Stated goal: Find every line in the listing below that contains the word "grass" and copy each of those lines.

Extracted data:
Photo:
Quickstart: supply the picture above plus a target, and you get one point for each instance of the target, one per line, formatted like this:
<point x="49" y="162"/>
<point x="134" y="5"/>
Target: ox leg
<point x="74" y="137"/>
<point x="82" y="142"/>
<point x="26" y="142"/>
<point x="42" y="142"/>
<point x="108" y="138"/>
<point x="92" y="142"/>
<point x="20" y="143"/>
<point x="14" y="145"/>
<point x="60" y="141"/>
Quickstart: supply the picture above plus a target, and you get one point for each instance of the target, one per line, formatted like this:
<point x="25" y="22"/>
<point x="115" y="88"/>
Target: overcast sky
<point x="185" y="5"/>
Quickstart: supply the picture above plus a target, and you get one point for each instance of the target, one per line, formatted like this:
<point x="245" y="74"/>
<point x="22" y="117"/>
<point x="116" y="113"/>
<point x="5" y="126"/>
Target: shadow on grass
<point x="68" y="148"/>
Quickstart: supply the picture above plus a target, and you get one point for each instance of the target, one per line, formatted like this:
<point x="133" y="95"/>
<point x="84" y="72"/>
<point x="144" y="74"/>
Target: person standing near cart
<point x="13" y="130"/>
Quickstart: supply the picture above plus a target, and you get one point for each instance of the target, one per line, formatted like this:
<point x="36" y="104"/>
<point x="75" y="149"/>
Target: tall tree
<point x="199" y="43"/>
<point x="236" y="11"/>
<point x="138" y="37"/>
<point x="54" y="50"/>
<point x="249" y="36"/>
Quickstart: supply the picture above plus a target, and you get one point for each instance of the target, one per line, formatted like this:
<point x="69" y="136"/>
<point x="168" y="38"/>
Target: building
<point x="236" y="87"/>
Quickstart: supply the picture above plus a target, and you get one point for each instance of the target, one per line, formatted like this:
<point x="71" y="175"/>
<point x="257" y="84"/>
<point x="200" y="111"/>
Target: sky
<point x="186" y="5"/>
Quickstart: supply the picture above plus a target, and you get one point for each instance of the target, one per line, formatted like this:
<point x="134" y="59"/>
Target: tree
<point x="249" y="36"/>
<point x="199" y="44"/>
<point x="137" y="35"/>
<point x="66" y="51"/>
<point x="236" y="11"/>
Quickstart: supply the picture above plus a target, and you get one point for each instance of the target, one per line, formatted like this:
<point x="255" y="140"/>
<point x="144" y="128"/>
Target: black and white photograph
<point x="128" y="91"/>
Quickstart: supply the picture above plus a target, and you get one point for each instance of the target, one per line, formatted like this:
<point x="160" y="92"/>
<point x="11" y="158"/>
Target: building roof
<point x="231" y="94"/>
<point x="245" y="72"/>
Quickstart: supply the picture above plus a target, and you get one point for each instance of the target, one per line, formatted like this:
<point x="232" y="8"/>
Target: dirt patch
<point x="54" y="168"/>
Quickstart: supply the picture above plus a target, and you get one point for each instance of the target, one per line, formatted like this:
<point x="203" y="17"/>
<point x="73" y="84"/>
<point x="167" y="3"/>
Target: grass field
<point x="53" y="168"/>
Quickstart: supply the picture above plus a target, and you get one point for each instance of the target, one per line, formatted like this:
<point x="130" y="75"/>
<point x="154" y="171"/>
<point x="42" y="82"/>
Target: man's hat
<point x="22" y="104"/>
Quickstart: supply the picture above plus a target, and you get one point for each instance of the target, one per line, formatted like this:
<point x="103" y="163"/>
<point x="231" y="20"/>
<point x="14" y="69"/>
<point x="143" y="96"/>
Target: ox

Problem solution:
Target: shadow on grass
Target: grass field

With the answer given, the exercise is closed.